__Problem description__
Beginning with the first line of the data below, reproduce every line unchanged, ending with the line that holds "reads [[425, 251]].".

□ □ □ □ □ □ □

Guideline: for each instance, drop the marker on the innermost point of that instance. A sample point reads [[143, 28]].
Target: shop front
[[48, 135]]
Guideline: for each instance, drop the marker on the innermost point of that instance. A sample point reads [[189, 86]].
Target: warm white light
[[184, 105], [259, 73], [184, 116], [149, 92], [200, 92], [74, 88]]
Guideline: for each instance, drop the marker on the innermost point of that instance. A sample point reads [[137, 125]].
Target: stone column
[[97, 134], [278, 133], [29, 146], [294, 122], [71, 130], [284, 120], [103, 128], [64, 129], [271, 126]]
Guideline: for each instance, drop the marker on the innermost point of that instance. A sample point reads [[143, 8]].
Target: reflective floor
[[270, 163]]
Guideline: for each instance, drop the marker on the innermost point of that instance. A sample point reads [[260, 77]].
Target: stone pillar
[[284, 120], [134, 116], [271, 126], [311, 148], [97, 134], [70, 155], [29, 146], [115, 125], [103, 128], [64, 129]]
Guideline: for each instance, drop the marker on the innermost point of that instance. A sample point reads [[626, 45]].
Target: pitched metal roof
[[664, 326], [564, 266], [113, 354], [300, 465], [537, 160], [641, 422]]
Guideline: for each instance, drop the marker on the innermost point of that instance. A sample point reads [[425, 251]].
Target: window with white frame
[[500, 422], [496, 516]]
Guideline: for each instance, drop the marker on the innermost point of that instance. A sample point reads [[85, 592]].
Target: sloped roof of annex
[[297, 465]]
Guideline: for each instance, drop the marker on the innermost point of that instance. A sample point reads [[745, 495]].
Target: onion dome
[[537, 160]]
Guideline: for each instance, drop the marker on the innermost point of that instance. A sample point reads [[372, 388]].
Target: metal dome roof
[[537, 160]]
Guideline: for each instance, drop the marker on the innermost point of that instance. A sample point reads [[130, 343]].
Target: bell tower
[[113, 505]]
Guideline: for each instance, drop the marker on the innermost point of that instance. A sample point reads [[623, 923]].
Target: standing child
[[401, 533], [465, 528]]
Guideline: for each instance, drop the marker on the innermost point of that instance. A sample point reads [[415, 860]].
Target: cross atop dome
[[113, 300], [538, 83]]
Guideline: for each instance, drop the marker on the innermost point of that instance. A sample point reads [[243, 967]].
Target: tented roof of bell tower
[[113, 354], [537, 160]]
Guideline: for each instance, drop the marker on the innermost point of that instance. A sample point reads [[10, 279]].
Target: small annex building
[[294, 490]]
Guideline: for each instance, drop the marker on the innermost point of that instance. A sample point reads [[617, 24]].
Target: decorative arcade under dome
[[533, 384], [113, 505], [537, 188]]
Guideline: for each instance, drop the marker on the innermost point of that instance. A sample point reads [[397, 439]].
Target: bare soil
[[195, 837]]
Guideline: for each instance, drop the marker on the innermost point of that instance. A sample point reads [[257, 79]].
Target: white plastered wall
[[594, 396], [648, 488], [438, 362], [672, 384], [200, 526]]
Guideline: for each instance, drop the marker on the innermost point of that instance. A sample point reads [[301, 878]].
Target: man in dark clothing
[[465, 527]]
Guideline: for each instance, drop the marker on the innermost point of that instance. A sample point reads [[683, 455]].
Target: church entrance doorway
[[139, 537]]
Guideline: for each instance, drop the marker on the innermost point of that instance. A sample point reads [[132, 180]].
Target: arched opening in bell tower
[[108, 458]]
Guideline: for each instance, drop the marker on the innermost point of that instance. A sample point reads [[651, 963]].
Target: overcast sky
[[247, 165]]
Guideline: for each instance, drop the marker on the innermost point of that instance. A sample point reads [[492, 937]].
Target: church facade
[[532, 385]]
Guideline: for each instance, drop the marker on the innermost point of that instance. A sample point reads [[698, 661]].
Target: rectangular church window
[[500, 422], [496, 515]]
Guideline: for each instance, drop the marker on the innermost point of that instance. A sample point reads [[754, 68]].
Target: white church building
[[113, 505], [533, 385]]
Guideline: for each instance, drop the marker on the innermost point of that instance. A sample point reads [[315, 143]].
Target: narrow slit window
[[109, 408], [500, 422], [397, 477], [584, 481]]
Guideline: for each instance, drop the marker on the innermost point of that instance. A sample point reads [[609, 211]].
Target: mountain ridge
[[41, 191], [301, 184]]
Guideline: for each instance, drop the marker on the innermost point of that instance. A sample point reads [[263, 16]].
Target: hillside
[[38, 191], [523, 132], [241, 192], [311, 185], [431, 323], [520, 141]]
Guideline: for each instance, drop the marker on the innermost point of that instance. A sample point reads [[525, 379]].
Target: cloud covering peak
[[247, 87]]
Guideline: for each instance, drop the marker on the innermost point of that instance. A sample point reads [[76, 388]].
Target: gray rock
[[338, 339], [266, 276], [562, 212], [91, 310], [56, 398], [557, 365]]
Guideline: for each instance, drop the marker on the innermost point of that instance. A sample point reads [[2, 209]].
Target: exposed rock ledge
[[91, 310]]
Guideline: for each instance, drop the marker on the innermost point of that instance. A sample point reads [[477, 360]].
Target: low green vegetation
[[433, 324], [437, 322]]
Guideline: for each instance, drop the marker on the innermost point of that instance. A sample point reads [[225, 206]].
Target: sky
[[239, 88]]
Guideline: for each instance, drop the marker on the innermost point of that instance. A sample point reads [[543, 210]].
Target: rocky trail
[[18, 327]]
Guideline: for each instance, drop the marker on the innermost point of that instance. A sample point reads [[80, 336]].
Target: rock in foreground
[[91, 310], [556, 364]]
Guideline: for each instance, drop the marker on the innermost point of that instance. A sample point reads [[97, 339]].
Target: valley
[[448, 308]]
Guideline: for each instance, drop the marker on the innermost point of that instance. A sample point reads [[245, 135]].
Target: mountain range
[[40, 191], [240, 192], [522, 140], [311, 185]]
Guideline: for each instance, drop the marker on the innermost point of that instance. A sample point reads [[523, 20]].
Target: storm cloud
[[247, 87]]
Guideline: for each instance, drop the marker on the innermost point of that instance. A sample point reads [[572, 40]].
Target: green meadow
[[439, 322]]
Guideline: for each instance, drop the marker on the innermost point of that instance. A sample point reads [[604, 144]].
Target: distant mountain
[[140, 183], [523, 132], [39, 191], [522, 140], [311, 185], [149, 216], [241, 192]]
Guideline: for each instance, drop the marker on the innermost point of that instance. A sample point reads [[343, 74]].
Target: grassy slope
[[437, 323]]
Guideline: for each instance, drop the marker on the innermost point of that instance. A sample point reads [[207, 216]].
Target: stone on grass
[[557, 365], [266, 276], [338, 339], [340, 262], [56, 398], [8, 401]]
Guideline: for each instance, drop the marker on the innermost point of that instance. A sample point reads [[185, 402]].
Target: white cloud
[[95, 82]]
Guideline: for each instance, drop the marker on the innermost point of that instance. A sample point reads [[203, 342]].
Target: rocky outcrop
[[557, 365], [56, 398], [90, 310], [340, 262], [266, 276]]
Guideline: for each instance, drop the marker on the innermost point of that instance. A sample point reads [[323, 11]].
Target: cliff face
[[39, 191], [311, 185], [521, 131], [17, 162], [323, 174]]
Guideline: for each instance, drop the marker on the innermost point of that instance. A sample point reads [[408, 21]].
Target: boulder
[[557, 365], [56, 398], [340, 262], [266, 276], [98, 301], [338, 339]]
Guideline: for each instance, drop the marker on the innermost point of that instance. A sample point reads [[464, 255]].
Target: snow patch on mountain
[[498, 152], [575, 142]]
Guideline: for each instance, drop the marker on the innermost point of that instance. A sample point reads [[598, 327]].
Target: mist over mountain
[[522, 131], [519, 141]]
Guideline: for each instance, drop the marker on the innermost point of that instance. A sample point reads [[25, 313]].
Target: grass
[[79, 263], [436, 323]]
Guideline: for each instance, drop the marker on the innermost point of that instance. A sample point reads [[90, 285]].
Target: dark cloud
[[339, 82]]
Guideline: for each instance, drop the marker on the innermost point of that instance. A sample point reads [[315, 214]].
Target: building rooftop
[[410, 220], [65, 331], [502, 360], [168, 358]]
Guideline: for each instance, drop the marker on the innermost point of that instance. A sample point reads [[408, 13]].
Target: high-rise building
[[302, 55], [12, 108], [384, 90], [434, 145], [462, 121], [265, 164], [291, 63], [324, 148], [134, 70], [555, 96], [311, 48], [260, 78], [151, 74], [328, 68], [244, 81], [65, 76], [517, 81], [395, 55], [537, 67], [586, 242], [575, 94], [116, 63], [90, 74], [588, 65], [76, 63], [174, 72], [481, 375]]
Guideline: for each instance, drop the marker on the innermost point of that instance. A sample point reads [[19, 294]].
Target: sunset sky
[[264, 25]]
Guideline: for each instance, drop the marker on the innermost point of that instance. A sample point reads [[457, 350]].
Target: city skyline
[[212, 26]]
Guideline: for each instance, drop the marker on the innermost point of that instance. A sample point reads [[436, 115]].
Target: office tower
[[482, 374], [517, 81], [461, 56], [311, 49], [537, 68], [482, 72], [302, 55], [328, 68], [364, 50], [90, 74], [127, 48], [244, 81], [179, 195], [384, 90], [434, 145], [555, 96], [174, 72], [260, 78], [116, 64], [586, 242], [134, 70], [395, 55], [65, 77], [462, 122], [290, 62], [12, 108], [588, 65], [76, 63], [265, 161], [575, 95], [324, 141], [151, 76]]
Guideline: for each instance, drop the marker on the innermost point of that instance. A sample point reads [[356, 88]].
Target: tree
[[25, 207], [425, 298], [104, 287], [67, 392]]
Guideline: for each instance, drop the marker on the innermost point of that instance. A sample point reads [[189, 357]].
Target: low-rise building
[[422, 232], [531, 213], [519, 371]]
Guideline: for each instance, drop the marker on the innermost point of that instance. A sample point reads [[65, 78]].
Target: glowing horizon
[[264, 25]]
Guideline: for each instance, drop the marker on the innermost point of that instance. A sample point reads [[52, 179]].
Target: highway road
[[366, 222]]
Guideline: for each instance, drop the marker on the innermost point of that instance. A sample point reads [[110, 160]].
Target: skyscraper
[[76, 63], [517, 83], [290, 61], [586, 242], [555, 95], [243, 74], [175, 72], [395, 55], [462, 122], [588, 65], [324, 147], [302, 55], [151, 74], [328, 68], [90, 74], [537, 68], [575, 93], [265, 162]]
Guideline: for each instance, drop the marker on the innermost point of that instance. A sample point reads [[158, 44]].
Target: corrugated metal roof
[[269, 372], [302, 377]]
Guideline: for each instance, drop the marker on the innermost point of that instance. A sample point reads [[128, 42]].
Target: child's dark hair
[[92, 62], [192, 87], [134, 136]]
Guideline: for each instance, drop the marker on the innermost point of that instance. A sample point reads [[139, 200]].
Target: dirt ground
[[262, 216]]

□ □ □ □ □ □ □

__Final answer__
Guideline: for each instance, drop the marker on the innermost point of that instance. A sample point reads [[143, 28]].
Target: shop front
[[48, 135]]
Guideline: for each instance, drop the marker on the innermost point of that instance. A sample point reads [[189, 86]].
Target: warm white light
[[184, 105], [259, 73], [184, 116], [149, 92], [200, 92], [74, 88]]
Guideline: for each instance, drop the marker on the innermost point of that instance. A sample point reads [[137, 125]].
Target: stone column
[[97, 134], [278, 133], [29, 146], [294, 122], [71, 130], [284, 120], [103, 128], [64, 129], [271, 126]]
Guideline: for each instance, drop the marker on the innermost point of that instance. A sample point reads [[143, 8]].
Target: reflective floor
[[270, 163]]
Guideline: for each instance, drop the marker on the innermost point of that instance. A sample point reads [[260, 77]].
Target: stone pillar
[[284, 120], [134, 116], [271, 126], [311, 148], [97, 134], [70, 155], [29, 146], [115, 125], [103, 128], [64, 129]]
Guideline: for each instance, drop the marker on the innermost point of that instance. A sample point reads [[626, 45]].
Target: pitched metal roof
[[664, 326], [564, 266], [113, 354], [300, 465], [537, 160], [641, 422]]
Guideline: for each instance, drop the marker on the innermost point of that instance. A sample point reads [[425, 251]].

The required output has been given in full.